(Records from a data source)
........

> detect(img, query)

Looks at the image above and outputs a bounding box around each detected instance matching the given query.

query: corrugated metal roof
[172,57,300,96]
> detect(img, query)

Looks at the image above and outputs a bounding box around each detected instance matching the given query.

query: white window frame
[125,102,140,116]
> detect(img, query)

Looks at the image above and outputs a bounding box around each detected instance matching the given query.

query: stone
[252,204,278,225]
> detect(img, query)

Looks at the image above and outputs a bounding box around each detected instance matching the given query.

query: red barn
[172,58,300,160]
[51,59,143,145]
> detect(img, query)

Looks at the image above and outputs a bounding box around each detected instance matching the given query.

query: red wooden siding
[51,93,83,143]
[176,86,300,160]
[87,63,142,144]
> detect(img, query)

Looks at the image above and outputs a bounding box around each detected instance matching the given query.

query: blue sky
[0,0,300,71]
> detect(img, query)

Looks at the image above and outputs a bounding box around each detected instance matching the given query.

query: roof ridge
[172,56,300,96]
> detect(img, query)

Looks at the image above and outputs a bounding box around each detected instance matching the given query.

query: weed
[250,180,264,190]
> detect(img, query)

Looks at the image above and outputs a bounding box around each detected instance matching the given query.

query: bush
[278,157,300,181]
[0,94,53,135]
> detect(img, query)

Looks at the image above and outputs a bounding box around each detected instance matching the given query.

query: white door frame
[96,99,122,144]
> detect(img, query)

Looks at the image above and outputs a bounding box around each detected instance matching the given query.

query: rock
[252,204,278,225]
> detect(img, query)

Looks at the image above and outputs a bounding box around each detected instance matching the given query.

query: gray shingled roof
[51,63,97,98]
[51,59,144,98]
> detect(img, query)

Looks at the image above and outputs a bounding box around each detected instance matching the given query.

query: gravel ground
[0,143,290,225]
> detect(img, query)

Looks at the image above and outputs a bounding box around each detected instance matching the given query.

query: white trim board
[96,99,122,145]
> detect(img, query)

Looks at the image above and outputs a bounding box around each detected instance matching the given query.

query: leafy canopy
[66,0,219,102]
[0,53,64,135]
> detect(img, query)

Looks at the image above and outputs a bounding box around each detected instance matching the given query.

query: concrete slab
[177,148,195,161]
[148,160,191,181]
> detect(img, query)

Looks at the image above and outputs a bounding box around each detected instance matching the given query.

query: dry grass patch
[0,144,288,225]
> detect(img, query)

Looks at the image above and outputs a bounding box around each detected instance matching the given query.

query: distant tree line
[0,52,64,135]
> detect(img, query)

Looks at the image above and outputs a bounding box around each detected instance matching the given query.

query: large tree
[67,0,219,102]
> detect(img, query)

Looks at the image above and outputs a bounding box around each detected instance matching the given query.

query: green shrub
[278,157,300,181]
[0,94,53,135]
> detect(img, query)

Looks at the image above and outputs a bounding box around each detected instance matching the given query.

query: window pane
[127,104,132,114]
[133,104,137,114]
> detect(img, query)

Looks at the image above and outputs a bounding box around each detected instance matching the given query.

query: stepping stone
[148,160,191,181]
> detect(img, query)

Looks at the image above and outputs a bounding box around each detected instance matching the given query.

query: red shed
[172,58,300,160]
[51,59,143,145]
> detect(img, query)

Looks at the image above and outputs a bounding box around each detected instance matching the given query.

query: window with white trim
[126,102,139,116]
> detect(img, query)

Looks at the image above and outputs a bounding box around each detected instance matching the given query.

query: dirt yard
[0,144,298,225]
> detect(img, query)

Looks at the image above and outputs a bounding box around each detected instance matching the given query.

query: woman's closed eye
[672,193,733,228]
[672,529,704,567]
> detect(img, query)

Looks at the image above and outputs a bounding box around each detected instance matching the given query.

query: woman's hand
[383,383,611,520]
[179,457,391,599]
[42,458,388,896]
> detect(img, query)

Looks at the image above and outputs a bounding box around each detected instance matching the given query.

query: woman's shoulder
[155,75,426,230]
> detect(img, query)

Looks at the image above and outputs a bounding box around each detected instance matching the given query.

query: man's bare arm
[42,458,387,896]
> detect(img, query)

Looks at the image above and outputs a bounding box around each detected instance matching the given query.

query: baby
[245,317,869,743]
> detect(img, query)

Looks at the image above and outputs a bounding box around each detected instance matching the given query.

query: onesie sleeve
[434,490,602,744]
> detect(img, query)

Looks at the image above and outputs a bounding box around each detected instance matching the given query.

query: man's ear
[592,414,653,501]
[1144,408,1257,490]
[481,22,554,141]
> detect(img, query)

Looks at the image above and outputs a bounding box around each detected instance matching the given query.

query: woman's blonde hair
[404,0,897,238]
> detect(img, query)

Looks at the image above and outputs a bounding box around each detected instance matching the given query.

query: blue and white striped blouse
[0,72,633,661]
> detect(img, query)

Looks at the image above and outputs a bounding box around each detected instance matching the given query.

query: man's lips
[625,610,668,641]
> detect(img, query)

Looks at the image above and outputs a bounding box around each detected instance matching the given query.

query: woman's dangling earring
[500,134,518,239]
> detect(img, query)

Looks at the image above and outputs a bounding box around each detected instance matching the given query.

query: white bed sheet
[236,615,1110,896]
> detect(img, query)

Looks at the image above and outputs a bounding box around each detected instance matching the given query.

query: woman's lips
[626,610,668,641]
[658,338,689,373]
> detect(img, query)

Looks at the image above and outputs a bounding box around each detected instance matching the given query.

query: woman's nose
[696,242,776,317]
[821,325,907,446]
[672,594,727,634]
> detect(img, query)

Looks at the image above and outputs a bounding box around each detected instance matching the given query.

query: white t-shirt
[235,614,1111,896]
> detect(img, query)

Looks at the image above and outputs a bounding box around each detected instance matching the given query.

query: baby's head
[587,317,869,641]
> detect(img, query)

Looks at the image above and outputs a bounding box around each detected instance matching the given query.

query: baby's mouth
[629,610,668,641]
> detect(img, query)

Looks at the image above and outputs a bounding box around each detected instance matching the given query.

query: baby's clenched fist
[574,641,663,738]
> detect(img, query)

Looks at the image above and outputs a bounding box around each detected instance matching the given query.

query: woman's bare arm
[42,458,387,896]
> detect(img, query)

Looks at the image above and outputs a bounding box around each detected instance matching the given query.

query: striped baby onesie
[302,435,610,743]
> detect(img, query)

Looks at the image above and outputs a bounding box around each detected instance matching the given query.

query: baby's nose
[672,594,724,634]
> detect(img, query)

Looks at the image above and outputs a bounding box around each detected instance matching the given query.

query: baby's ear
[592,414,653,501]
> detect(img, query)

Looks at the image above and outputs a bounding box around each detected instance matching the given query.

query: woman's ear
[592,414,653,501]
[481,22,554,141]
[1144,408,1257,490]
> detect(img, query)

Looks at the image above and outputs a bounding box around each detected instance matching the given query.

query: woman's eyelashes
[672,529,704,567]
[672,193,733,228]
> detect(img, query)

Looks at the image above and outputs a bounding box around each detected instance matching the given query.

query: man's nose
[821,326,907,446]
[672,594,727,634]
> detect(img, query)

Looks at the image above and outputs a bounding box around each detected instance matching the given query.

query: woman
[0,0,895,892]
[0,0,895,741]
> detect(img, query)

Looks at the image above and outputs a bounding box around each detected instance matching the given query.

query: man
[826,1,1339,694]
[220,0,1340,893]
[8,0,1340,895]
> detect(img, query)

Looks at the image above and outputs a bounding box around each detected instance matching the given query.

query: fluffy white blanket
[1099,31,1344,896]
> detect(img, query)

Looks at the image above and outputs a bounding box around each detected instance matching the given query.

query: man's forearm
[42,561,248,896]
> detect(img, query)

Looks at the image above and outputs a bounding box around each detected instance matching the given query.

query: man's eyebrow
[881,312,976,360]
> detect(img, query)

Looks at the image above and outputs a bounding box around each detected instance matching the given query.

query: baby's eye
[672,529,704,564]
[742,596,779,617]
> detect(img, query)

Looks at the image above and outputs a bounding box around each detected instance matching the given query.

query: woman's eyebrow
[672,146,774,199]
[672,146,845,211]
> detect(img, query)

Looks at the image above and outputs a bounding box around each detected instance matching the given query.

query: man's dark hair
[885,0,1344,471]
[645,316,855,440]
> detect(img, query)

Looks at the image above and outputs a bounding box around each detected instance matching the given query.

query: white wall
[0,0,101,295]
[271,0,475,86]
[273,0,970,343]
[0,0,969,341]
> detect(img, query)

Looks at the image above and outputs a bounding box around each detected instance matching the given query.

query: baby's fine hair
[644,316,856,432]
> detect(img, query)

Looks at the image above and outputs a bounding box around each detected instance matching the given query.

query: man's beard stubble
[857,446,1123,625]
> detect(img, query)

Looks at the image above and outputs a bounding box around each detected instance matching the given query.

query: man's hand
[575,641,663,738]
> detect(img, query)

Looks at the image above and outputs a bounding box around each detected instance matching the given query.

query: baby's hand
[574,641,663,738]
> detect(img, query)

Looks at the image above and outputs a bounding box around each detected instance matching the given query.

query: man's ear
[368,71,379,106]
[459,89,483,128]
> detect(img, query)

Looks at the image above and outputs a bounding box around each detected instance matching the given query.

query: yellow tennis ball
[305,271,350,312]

........

EXERCISE REQUIREMENTS: Convert the lines from the start of the rows through the line containing "[172,56,300,96]" into a Markdown table with two columns, Index and Line, where Index numbers each line. Omit blank lines.

RESPONSE TO THE EXERCISE:
| Index | Line |
|---|---|
| 1 | > detect(img, query) |
| 2 | Looks at the image above and outputs a bounding box around each detected instance matching the given query. |
| 3 | query: corrugated metal roof |
| 4 | [172,57,300,96] |
| 5 | > detect(img, query) |
| 6 | Looks at the image above and outputs a bounding box around each detected instance matching the given query. |
| 7 | query: white window frame |
| 8 | [125,102,140,116] |
| 9 | > detect(img, query) |
| 10 | Looks at the image above and outputs a bounding box around each detected instance matching the given query. |
| 11 | query: stone |
| 12 | [252,204,278,225] |
| 13 | > detect(img, query) |
| 14 | Looks at the image above and outputs a bounding box around each detected instance matching the given query. |
| 15 | query: red barn |
| 16 | [172,58,300,160] |
| 17 | [51,59,143,145] |
| 18 | > detect(img, query) |
| 19 | Looks at the image above and outputs a bounding box around each detected instance matching the given query. |
| 20 | query: red wooden siding |
| 21 | [51,93,83,143] |
| 22 | [176,86,300,160] |
| 23 | [87,63,142,144] |
| 24 | > detect(img, query) |
| 25 | Looks at the image above and outputs a bounding box around each detected instance matching the given query. |
| 26 | query: blue sky |
| 27 | [0,0,300,71] |
| 28 | > detect(img, query) |
| 29 | Looks at the image above and outputs a bounding box around each detected instance matching the given query. |
| 30 | query: roof ridge |
| 31 | [172,56,300,96] |